Rewrite every line of the entries below with "light hardwood floor" swapped for "pale wooden flooring" and everything else unchanged. Leave the pictures out.

+===+

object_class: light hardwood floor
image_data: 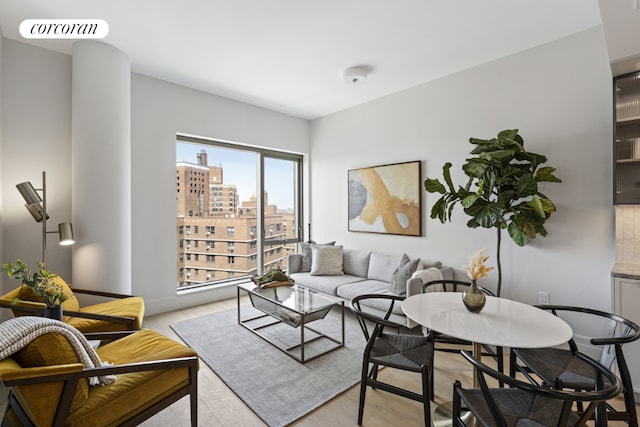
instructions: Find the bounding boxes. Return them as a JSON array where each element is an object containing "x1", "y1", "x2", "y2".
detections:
[
  {"x1": 143, "y1": 299, "x2": 626, "y2": 427},
  {"x1": 0, "y1": 299, "x2": 626, "y2": 427}
]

+===+

▶ EXERCISE RESULT:
object_class: pale wooden flooring
image_data: 
instructions: Find the bounding boxes. Return them as a JSON array where each element is an object containing "x1", "y1", "x2", "y2".
detections:
[
  {"x1": 143, "y1": 299, "x2": 626, "y2": 427},
  {"x1": 0, "y1": 299, "x2": 626, "y2": 427}
]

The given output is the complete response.